*THE RECORDS*.

══════════════════════════════

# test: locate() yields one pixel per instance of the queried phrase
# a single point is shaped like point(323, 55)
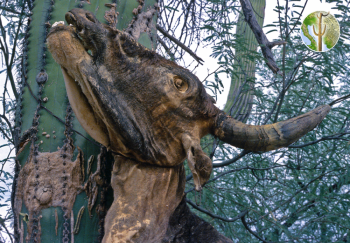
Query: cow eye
point(180, 84)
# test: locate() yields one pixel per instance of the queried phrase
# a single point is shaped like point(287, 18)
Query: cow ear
point(199, 163)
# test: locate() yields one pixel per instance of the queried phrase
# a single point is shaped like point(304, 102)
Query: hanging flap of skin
point(199, 163)
point(74, 57)
point(83, 111)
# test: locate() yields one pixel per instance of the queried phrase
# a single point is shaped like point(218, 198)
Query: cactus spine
point(320, 33)
point(45, 121)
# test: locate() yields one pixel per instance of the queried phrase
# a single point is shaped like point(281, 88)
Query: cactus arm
point(313, 28)
point(324, 31)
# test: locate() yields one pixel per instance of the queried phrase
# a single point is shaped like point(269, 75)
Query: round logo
point(320, 31)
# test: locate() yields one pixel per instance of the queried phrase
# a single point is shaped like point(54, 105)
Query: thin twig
point(339, 100)
point(242, 214)
point(260, 35)
point(173, 39)
point(252, 232)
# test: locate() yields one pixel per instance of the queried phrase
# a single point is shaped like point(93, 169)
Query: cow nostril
point(90, 17)
point(70, 18)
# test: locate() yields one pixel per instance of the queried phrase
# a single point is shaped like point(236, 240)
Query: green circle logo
point(320, 31)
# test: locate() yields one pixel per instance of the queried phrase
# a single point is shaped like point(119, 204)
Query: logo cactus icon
point(320, 31)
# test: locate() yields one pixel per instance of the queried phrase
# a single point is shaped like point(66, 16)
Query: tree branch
point(260, 36)
point(173, 39)
point(252, 232)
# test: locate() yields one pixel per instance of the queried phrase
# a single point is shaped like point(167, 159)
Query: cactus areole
point(152, 113)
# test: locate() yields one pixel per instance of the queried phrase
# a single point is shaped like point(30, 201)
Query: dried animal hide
point(153, 113)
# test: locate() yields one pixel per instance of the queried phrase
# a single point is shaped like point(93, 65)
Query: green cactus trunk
point(46, 127)
point(240, 98)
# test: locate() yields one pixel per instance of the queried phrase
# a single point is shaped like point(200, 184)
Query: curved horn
point(267, 137)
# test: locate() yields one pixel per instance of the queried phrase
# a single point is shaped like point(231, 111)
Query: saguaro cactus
point(320, 33)
point(50, 190)
point(240, 98)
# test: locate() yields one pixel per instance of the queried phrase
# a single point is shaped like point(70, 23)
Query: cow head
point(145, 107)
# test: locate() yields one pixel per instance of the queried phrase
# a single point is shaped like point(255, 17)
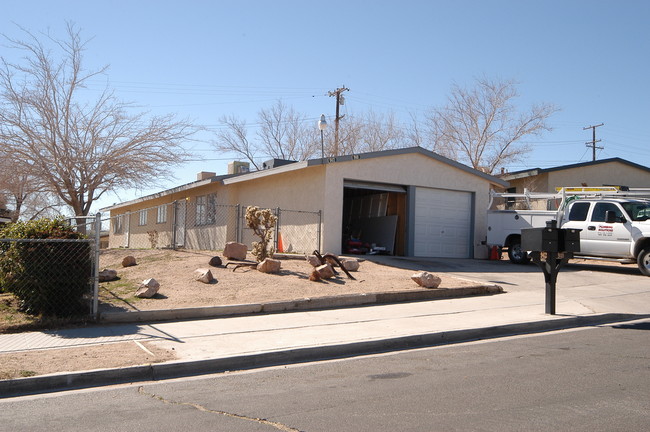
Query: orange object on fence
point(280, 245)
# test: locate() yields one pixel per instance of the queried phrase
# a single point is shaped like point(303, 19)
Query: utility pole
point(593, 141)
point(339, 101)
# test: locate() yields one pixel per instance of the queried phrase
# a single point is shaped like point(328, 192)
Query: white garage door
point(443, 223)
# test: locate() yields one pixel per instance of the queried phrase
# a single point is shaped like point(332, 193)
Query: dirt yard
point(178, 289)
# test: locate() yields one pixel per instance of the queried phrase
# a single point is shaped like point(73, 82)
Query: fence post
point(128, 229)
point(277, 230)
point(174, 225)
point(98, 229)
point(238, 234)
point(320, 221)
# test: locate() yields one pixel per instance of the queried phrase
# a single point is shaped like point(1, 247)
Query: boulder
point(129, 261)
point(325, 271)
point(269, 265)
point(313, 260)
point(107, 275)
point(329, 260)
point(203, 275)
point(426, 279)
point(148, 288)
point(236, 251)
point(350, 264)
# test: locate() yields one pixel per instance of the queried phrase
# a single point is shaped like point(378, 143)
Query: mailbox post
point(551, 247)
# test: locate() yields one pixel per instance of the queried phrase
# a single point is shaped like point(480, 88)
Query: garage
point(374, 217)
point(443, 223)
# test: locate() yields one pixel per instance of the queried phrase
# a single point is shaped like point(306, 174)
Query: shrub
point(262, 222)
point(49, 278)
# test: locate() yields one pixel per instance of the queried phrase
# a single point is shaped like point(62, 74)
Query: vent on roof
point(237, 167)
point(274, 163)
point(205, 175)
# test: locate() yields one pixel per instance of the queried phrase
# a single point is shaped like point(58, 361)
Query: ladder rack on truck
point(564, 193)
point(614, 221)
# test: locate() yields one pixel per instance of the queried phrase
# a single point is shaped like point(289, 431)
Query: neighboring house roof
point(536, 171)
point(287, 167)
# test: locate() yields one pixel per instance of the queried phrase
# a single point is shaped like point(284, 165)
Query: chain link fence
point(204, 225)
point(53, 277)
point(60, 277)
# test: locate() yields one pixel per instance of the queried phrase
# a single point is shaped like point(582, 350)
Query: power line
point(593, 141)
point(339, 101)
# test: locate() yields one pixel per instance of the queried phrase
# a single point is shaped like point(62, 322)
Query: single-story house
point(408, 202)
point(605, 172)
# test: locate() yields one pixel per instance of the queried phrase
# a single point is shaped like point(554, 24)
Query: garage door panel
point(443, 223)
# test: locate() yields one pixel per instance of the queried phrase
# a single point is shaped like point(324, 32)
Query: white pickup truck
point(614, 224)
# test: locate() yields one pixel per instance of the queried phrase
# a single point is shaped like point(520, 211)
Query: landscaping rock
point(426, 279)
point(203, 275)
point(329, 260)
point(325, 271)
point(107, 275)
point(350, 264)
point(236, 251)
point(148, 288)
point(215, 262)
point(269, 265)
point(313, 260)
point(129, 261)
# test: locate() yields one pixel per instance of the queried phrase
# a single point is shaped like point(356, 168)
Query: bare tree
point(482, 127)
point(283, 134)
point(23, 195)
point(232, 137)
point(77, 146)
point(286, 134)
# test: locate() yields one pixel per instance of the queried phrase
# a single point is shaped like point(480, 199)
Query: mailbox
point(550, 239)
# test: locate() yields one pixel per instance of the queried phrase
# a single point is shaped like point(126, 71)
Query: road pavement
point(587, 295)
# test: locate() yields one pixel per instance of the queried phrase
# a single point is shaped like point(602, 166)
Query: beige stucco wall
point(135, 235)
point(404, 169)
point(321, 188)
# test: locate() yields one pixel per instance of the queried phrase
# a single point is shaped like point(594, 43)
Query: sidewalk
point(235, 343)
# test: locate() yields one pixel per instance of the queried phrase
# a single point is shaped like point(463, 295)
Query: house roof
point(237, 178)
point(536, 171)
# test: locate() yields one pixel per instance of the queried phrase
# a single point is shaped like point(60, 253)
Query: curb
point(160, 371)
point(313, 303)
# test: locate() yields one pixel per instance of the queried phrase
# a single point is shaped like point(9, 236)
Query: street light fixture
point(322, 124)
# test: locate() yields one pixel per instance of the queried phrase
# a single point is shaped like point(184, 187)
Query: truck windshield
point(638, 210)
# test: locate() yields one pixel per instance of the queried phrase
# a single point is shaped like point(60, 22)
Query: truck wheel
point(516, 254)
point(643, 260)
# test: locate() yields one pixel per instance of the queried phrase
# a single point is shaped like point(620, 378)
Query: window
point(579, 211)
point(206, 207)
point(142, 217)
point(118, 224)
point(162, 214)
point(510, 201)
point(601, 209)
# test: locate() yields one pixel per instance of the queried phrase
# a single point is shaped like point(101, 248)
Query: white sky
point(205, 59)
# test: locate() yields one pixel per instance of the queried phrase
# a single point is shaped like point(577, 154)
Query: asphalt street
point(592, 379)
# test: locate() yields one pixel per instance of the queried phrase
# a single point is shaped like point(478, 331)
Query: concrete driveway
point(602, 287)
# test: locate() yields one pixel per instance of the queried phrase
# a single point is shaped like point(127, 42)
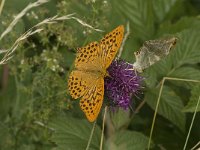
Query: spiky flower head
point(122, 83)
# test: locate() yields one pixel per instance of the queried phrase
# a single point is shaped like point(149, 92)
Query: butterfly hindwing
point(86, 81)
point(79, 82)
point(92, 101)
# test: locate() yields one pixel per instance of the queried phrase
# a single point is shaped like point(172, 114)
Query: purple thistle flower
point(122, 83)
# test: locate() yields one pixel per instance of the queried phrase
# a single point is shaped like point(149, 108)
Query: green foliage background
point(36, 112)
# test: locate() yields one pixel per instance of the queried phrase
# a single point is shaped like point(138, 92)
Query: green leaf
point(170, 106)
point(162, 7)
point(192, 104)
point(120, 118)
point(187, 49)
point(185, 52)
point(139, 13)
point(182, 24)
point(185, 73)
point(71, 133)
point(127, 140)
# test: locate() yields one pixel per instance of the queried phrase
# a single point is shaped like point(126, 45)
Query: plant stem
point(91, 134)
point(103, 125)
point(1, 6)
point(186, 141)
point(155, 113)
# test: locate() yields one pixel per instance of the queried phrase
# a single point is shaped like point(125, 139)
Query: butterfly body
point(86, 81)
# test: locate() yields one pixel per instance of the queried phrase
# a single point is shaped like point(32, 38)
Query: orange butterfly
point(86, 81)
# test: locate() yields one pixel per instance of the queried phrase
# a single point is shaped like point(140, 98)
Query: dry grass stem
point(36, 29)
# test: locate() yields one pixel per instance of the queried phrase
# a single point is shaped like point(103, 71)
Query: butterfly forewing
point(87, 56)
point(87, 80)
point(110, 44)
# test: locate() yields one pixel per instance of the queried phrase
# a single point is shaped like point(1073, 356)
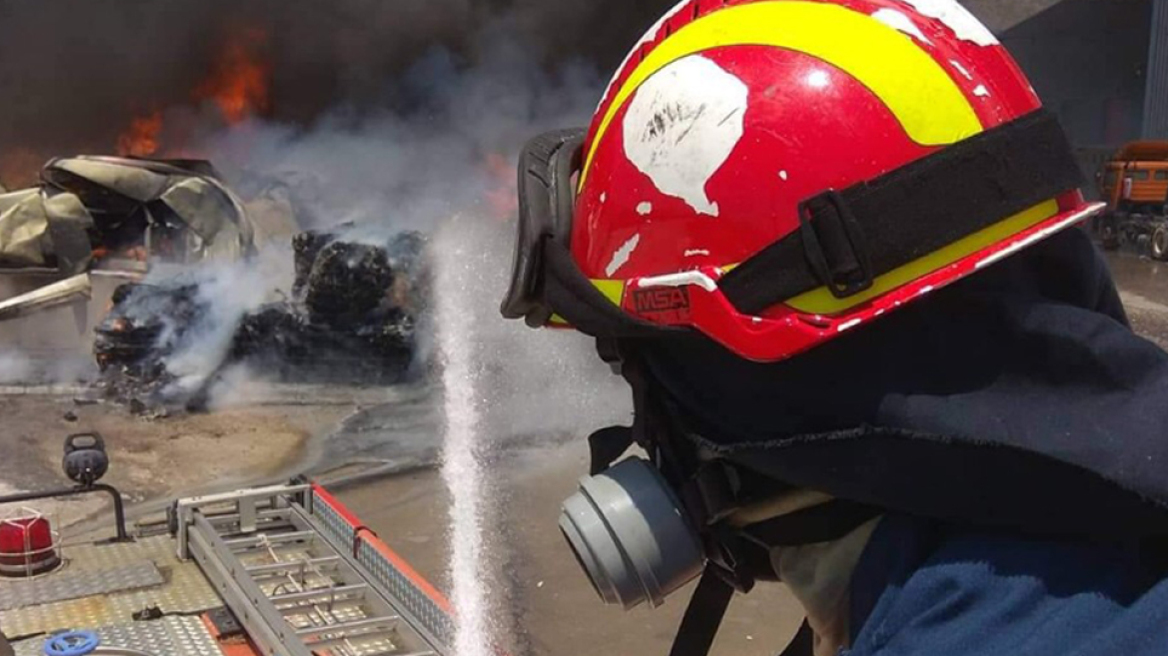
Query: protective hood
point(1019, 397)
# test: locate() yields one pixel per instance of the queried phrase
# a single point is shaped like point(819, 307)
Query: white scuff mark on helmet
point(682, 126)
point(849, 325)
point(818, 79)
point(901, 22)
point(683, 279)
point(645, 39)
point(620, 258)
point(964, 25)
point(961, 69)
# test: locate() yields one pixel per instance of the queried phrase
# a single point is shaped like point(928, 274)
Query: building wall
point(1087, 60)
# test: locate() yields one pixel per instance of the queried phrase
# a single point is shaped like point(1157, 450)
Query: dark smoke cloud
point(73, 74)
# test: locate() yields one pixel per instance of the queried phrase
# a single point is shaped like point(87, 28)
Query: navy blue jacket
point(924, 588)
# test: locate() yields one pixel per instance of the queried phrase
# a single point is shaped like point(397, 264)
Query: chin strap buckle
point(834, 244)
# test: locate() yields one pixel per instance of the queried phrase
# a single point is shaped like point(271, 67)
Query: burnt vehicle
point(350, 318)
point(92, 208)
point(1134, 185)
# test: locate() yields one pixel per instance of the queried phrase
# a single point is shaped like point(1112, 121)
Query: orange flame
point(238, 83)
point(19, 167)
point(141, 139)
point(501, 194)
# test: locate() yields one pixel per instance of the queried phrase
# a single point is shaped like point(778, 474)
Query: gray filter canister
point(630, 535)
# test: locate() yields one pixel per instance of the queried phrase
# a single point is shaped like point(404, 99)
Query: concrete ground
point(543, 602)
point(549, 608)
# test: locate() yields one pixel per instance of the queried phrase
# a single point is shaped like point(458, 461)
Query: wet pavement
point(1144, 286)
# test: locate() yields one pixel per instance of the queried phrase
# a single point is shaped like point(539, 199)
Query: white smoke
point(445, 148)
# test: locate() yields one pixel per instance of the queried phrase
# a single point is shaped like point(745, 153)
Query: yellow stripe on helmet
point(919, 92)
point(822, 301)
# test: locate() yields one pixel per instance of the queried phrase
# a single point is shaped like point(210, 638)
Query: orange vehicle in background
point(1134, 183)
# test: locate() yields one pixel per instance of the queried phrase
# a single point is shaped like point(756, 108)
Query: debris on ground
point(350, 318)
point(91, 208)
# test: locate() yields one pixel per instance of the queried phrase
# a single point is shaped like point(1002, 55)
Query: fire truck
point(1134, 185)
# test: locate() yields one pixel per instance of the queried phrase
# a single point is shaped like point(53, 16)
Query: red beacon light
point(28, 545)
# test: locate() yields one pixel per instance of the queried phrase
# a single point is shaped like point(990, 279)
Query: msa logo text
point(667, 305)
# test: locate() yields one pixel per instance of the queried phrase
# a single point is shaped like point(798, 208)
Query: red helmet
point(773, 173)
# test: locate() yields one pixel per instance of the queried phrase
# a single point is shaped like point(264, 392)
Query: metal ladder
point(290, 587)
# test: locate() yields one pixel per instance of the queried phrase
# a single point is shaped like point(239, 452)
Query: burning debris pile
point(350, 316)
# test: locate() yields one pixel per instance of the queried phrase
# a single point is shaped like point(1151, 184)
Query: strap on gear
point(850, 237)
point(704, 614)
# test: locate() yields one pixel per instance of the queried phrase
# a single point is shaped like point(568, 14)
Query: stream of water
point(463, 462)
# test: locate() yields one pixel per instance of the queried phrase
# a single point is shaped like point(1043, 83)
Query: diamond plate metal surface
point(178, 636)
point(185, 588)
point(77, 584)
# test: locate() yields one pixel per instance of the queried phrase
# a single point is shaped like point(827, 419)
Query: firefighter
point(829, 245)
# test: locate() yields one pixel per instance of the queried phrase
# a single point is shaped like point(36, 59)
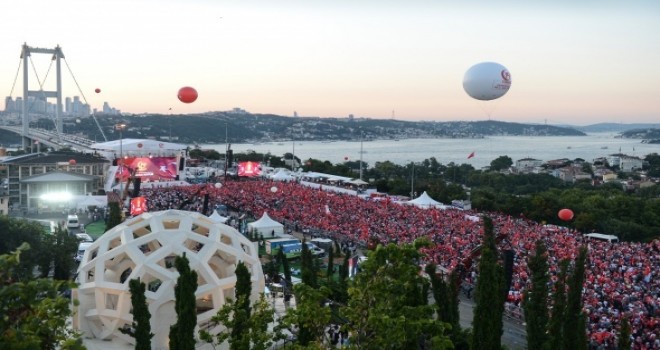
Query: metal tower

══════════════════════════════

*REQUIRED TASK*.
Reproduce the entries above verbatim, from the start of the entries through the line containing "point(180, 84)", both ends included, and leave the pictures out of your answer.

*EXERCISE ANSWER*.
# test: locate() yields one pixel per instance of the queried phrase
# a single point is shaped like point(323, 55)
Query: cow eye
point(180, 84)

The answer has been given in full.